• _Testo mostrato_
"""

MALEDETTI TOSCANI? MA QUANDO MAI! Dissimulata dichiarazione d'amore di un artista donchisciottesco che in Toscana ci vive: Salvatore Romano

Lucia
Perché parli così, figliuol mio!

Turiddu
Oh! nulla! 
E' il vino che mi ha suggerito!


A questo dialogo fra madre e figlio mi è corsa subito la mente quando ieri ho letto su facebook le dichiarazioni di Salvatore - che in dialetto siciliano è detto Turiddu) - Romano nei confronti della "sua" Firenze.
A volte è il troppo amore che ci fa vaneggiare che in dialetto siciliano con la stessa accezione si dice "sparlare". 

Ebbene, Salvatore Romano, che da una vita ormai vive e opera in Toscana,  "sparla" ovvero  camuffa il suo amore per Firenze facendosi velo dei fiorentini ma in fondo trapela proprio ciò che vorrebbe camuffare come in Turiddu l'amore per sua madre, addossando il suo vaneggiamento al vino. 
Eppure, così come per Turiddu nella Cavalleria rusticana "in vino veritas", nel caso dell'artista Salvatore Romano un altro amore viene dissimulato perché "in arte veritas".

"""

• _Estratti del dataset_

"""

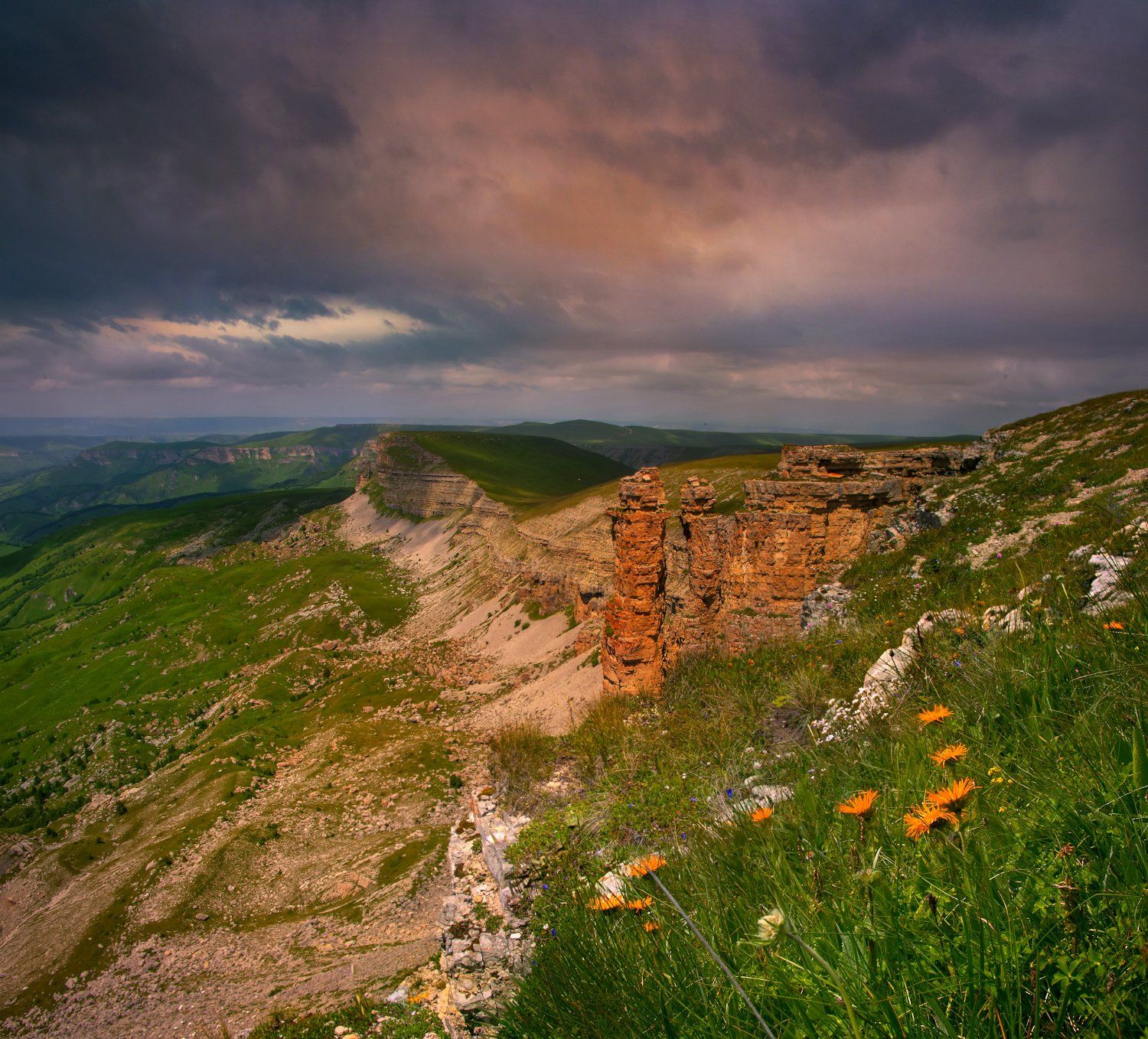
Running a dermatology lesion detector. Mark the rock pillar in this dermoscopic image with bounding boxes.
[602,468,666,695]
[681,477,725,647]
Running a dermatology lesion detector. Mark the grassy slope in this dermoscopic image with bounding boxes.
[409,432,629,507]
[0,426,379,544]
[498,419,969,458]
[504,394,1148,1039]
[0,490,466,1019]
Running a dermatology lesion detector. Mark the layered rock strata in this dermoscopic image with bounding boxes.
[602,445,980,693]
[602,468,667,693]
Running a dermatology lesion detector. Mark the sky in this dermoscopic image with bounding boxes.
[0,0,1148,434]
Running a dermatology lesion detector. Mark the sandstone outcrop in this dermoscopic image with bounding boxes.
[602,468,667,693]
[603,445,980,693]
[358,433,613,622]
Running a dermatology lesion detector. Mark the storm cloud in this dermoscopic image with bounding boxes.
[0,0,1148,432]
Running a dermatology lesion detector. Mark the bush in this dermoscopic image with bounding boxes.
[491,721,553,812]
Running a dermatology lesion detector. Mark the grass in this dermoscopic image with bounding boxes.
[501,394,1148,1039]
[503,588,1148,1039]
[491,721,553,812]
[406,432,631,509]
[520,454,782,519]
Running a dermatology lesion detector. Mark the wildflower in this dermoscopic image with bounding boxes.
[929,743,969,767]
[622,852,666,877]
[588,894,626,913]
[925,778,977,812]
[918,704,953,725]
[837,790,879,819]
[905,805,961,840]
[758,909,785,945]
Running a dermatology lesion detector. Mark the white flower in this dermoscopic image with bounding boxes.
[758,909,785,945]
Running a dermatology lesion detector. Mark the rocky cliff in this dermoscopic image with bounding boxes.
[602,445,985,693]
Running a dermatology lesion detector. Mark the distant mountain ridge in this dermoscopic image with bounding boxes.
[0,419,969,553]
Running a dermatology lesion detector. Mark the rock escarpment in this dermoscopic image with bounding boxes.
[602,468,667,693]
[360,433,611,622]
[603,445,982,693]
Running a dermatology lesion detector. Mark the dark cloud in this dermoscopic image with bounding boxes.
[0,0,1148,425]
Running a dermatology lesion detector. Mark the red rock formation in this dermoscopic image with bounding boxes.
[602,445,982,692]
[681,477,725,647]
[602,468,666,695]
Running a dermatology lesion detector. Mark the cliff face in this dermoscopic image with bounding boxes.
[360,433,612,622]
[602,468,667,693]
[603,445,982,692]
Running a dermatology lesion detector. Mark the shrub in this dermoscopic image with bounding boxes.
[491,721,553,812]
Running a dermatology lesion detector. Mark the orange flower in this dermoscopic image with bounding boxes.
[588,894,626,913]
[918,704,953,725]
[925,778,977,812]
[837,790,881,819]
[929,743,969,767]
[905,805,961,840]
[622,852,666,877]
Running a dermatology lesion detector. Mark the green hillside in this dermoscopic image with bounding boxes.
[408,432,631,507]
[0,436,110,484]
[495,392,1148,1039]
[0,490,466,1015]
[0,426,379,546]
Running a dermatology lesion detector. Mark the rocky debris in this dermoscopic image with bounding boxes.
[0,838,36,877]
[440,794,533,1037]
[602,468,666,693]
[801,581,853,631]
[810,610,977,743]
[1085,552,1132,614]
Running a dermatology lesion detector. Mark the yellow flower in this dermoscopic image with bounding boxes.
[929,743,969,767]
[918,704,953,725]
[837,790,881,819]
[925,778,977,812]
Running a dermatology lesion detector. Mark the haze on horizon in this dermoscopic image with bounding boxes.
[0,0,1148,434]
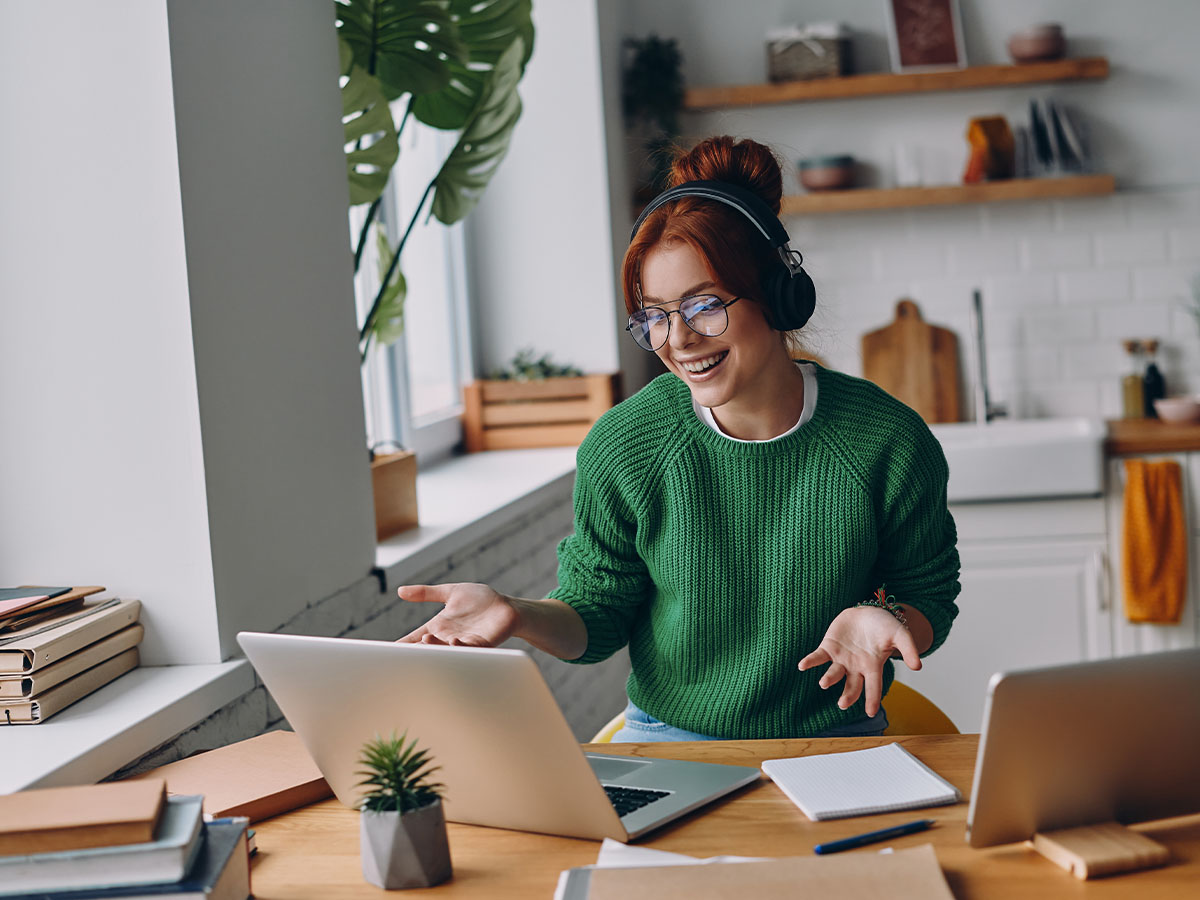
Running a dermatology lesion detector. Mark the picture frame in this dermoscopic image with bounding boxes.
[884,0,967,72]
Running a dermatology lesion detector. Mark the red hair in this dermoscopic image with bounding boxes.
[622,136,784,324]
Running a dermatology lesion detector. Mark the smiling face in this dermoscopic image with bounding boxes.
[641,241,796,422]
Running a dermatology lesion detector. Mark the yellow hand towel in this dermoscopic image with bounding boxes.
[1121,460,1188,624]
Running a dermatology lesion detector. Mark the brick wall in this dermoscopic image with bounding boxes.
[112,484,629,779]
[785,187,1200,418]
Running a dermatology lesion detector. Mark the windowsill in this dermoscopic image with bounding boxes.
[0,448,575,793]
[0,659,254,793]
[376,446,576,584]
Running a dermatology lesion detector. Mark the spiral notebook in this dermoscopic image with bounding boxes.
[762,744,961,822]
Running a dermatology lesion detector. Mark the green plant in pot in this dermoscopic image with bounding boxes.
[356,732,451,890]
[334,0,534,532]
[335,0,534,360]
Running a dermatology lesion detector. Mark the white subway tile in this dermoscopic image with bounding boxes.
[912,277,988,314]
[1096,304,1171,341]
[984,272,1058,307]
[1061,341,1128,382]
[1170,228,1200,263]
[980,202,1056,238]
[804,247,880,281]
[1025,382,1102,419]
[1055,194,1129,232]
[1126,187,1200,228]
[1021,234,1093,271]
[1133,265,1198,301]
[947,239,1020,277]
[820,209,911,247]
[962,312,1025,350]
[1096,232,1166,266]
[1022,306,1097,343]
[1100,378,1124,419]
[1168,299,1200,341]
[816,278,911,322]
[877,241,946,278]
[908,205,984,242]
[986,341,1060,384]
[1058,269,1133,304]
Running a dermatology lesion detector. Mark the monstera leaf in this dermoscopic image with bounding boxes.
[337,40,400,206]
[413,0,533,131]
[433,37,524,224]
[361,228,408,350]
[335,0,467,100]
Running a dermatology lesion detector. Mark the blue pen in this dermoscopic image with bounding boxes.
[812,818,934,853]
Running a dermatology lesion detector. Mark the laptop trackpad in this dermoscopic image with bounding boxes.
[587,754,649,781]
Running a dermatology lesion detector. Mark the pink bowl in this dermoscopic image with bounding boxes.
[1154,397,1200,424]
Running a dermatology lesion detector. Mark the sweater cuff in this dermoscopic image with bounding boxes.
[550,590,629,665]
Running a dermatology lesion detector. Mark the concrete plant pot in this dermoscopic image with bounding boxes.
[359,800,451,890]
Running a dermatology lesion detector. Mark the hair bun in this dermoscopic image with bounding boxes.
[670,134,784,216]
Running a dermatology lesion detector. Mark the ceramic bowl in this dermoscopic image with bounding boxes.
[1008,22,1067,62]
[797,156,856,191]
[1154,397,1200,422]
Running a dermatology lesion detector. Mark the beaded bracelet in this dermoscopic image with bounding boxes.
[857,586,908,626]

"""

• _Elenco compiti_
A) Rispondi a queste domande sul testo su Salvatore Romano:
(i) Quale personaggio pronuncia la battuta "Perché parli così, figliuol mio!"?
(ii) Come si dice il nome Salvatore in dialetto siciliano?
(iii) Su quale piattaforma sono state lette le dichiarazioni di Romano su Firenze?
B) Riprendi il testo su Salvatore Romano e proseguilo dopo l'ultima frase riportata.

• _Risposte ai compiti_
A)
(i) Lucia.
(ii) Turiddu.
(iii) Su facebook.

B)
Autoritratto del 2001 (opera distrutta da atto vandalico)




Salvatore Romano
12 ore fa ·
E' innegabile dire che avere a che fare con i fiorentini sia alquanto difficile, problematico. Io siciliano, con loro, ho poco e nulla di simile, sono spesso arroganti, prepotenti, perché no? Anche ignoranti, spesso volgari nel linguaggio, non hanno peli sulla lingua ed è difficile che ti facciano entrare in casa loro, mentre sono sempre disponibili ad entrare nella tua. 

Prova ad invitarli a cena, non riceverai mai un rifiuto. Un favore che gli chiedi te lo fanno solo se capiscono che potrai ricambiarlo, non hanno il senso dell'amicizia come lo abbiamo noi meridionali. Vogliono ma non danno. Poi sono superiori a tutti, prima ci sono loro e poi gli altri. 
Ovviamente con me si son dovuti ridimensionare, sin da subito mi son posto su uno scalino più alto del loro e cosi mi son salvato. Per difendersi in questa terra bisogna mettersi sulla difensiva, se ti vedono debole sei spacciato. 
Sono furbi, sanno fare i loro interessi, non si muovono per nulla. Potrei continuare ma penso di essermi fatto abbastanza nemici per stasera. Però c'è un però: saranno pure stronzi ma Firenze è la terra dei grandi del Rinascimento e non solo.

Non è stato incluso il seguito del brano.